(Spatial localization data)

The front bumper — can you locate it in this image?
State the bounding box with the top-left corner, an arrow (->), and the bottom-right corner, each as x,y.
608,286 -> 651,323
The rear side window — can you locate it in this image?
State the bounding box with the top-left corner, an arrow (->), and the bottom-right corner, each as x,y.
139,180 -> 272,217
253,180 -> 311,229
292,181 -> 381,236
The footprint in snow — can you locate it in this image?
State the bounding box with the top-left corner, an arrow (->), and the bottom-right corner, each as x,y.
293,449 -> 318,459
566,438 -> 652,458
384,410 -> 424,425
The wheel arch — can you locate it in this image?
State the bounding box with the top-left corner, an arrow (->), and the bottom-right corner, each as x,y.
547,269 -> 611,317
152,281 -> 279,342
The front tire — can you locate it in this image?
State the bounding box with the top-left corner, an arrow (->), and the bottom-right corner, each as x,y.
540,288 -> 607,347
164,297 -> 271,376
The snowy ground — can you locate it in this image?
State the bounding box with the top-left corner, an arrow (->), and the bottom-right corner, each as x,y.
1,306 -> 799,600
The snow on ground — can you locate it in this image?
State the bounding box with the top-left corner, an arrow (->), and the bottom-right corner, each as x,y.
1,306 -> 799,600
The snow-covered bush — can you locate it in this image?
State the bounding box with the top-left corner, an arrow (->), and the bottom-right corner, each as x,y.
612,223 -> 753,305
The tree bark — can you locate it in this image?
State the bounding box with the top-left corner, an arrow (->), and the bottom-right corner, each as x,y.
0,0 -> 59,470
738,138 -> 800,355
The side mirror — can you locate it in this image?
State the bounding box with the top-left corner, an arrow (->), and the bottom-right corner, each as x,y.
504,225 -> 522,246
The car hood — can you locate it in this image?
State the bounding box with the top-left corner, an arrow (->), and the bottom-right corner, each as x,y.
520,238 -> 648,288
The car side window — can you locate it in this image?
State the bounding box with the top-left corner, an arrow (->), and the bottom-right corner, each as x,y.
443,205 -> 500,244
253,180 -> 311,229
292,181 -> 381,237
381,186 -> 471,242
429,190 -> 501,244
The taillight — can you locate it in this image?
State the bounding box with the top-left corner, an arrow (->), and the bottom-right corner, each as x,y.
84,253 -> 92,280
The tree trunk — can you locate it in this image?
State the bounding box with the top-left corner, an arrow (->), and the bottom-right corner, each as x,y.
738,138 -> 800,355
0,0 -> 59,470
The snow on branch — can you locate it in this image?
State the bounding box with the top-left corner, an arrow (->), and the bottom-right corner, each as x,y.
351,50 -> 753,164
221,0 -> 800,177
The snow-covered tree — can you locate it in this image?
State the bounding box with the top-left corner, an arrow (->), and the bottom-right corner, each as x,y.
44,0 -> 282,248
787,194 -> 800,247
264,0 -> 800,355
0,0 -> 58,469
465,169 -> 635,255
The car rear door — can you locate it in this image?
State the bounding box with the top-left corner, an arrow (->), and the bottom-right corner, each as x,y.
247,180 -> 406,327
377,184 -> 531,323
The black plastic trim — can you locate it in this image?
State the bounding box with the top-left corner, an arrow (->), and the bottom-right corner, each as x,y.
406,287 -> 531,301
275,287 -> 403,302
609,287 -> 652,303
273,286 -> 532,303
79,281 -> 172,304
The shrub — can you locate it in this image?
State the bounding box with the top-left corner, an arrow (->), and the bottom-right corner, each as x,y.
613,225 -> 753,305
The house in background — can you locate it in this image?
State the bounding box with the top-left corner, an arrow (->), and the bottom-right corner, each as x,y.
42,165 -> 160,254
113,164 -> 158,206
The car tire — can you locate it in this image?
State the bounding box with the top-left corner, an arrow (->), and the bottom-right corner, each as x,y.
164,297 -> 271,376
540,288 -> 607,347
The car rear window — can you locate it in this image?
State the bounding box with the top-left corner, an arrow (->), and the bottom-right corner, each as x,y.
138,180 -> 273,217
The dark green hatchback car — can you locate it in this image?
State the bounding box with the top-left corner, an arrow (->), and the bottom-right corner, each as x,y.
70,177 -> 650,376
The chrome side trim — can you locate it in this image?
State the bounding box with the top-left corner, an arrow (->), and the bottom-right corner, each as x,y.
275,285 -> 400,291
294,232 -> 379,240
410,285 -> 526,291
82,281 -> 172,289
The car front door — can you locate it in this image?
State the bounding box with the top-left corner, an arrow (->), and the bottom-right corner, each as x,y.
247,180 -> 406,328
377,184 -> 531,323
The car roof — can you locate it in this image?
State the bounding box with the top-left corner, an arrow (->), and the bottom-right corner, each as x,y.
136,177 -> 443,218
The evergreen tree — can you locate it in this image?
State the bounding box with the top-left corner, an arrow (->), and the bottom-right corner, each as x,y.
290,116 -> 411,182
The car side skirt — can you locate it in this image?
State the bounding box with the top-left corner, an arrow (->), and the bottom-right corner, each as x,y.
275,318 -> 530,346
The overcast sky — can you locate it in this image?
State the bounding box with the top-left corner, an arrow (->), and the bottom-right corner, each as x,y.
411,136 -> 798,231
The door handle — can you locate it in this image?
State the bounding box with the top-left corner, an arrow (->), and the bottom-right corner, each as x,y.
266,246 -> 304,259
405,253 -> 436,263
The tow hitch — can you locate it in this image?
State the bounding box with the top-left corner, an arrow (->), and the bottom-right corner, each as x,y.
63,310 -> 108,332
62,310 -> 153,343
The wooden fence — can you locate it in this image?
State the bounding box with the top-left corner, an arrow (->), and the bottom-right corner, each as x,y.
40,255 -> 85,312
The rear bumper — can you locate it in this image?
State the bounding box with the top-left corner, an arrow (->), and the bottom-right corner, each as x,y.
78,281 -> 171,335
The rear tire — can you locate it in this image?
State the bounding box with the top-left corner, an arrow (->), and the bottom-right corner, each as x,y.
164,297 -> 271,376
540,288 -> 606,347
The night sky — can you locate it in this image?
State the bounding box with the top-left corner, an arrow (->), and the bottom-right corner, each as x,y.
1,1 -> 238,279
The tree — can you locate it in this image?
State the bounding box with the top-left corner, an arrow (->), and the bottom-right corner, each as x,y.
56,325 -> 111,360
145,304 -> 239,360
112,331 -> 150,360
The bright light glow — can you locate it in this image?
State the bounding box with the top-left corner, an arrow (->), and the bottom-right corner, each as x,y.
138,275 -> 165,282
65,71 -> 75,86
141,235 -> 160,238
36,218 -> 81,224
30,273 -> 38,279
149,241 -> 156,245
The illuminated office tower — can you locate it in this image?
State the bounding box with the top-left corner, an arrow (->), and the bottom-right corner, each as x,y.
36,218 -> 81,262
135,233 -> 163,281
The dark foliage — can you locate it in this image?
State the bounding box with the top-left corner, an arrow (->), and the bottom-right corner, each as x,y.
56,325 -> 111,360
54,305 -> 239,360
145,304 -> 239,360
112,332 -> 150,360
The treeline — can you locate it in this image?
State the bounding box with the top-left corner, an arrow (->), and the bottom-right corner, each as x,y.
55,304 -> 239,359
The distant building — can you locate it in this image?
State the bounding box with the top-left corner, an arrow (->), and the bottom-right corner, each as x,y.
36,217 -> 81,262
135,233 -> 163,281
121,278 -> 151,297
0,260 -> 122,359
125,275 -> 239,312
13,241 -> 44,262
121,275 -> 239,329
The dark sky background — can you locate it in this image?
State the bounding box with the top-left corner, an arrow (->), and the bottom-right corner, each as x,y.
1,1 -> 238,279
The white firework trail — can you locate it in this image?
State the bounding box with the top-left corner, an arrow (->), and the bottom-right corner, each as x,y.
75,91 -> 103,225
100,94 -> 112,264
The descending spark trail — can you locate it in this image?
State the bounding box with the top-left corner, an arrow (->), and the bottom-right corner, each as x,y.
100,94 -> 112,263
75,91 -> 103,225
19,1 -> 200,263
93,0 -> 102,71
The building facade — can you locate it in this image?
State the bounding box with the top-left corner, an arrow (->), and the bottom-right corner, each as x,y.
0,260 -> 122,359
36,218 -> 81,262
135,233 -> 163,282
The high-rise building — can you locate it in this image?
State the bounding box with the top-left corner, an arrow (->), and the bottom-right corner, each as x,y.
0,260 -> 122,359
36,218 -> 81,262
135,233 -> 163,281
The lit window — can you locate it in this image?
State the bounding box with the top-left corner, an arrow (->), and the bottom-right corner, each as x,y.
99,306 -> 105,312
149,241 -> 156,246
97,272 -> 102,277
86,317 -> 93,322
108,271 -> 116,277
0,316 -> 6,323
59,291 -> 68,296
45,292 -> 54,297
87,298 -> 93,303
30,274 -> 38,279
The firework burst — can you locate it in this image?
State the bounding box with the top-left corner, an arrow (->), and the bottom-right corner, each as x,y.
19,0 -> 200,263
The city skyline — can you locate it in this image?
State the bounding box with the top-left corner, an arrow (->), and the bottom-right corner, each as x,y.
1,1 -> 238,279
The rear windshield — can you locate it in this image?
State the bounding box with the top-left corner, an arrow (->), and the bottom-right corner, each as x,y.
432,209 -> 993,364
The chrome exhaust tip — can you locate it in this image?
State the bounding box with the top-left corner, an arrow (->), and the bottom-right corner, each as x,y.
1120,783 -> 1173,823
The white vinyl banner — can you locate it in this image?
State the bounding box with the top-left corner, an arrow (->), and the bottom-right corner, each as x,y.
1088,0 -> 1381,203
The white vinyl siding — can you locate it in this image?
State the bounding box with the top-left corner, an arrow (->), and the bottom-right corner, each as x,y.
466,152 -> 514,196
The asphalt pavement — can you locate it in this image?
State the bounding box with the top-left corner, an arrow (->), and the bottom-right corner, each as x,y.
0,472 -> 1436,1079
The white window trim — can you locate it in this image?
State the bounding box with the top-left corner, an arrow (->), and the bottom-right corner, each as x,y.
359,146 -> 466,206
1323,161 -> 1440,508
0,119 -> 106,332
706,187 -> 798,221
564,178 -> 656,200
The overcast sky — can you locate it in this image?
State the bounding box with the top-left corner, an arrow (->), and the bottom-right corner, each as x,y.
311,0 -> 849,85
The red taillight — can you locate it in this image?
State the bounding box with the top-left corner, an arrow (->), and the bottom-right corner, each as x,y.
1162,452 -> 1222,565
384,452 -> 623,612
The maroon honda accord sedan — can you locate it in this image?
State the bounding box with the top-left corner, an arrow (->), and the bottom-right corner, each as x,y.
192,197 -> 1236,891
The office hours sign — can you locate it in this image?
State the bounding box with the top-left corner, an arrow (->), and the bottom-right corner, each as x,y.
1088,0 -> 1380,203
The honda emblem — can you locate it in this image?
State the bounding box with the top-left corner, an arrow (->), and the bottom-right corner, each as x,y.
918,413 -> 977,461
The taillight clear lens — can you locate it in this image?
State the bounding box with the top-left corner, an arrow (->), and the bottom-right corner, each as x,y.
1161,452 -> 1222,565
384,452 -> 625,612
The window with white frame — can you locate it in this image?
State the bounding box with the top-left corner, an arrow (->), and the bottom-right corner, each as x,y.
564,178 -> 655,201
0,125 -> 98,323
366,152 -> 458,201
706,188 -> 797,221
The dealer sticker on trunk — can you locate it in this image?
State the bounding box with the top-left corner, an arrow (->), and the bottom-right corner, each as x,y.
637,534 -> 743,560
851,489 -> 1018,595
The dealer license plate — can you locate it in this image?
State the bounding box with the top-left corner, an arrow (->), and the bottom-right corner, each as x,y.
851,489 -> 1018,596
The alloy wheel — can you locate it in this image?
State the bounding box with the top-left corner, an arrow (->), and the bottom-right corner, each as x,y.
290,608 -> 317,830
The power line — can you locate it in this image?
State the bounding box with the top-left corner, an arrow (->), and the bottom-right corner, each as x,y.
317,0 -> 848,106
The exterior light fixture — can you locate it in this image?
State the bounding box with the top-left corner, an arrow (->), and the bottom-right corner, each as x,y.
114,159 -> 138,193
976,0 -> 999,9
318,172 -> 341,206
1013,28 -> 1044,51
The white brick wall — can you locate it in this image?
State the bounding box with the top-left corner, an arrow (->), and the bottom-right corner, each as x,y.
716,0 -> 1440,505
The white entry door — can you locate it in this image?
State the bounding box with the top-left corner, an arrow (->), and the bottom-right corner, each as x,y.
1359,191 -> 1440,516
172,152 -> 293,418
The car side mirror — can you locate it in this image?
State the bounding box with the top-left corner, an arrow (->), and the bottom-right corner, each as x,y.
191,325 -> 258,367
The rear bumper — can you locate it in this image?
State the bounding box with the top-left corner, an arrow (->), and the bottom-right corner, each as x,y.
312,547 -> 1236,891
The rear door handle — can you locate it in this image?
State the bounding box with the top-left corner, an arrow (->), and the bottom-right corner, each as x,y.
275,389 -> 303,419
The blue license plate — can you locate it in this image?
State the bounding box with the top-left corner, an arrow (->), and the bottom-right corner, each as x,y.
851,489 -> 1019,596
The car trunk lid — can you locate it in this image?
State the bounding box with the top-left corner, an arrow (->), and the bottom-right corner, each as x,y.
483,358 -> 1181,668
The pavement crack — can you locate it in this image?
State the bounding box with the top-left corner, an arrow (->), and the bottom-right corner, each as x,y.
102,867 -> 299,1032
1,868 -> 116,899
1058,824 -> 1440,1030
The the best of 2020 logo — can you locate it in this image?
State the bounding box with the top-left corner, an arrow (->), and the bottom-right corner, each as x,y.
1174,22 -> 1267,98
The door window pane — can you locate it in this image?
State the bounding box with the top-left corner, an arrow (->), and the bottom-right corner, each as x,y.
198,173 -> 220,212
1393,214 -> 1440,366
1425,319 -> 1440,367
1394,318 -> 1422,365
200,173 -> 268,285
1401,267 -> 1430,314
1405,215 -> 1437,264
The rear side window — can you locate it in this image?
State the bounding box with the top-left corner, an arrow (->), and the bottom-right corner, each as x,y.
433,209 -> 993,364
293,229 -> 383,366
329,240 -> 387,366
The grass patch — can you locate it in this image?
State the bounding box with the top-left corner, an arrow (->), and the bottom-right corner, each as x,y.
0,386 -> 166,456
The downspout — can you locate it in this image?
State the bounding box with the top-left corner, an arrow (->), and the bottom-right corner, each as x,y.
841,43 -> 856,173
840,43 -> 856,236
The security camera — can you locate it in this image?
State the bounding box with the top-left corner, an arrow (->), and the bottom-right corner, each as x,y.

> WORK INSTRUCTIONS: Above are the records; repeat exactly the lines from the one holding "The car side skirt" down to the one holding "The tow hitch", end lines included.

> RESULT:
The car side skirt — can you locate it in this image?
State the bounding box with the top-left corner, an arrow (->), and the bottom-right corner, each as x,y.
275,318 -> 530,346
The overcast sky — can you locate it in this image?
State the bounding box with the top-left corner, an arrow (->), and the bottom-right corner, each as x,y.
411,136 -> 798,231
The door handle — can you locate it in this image?
State the bounding box with the top-left corner, an arrow (->), and the bottom-right corner, each as x,y.
266,246 -> 304,259
405,253 -> 436,263
The tow hitch — can you locate it in this image?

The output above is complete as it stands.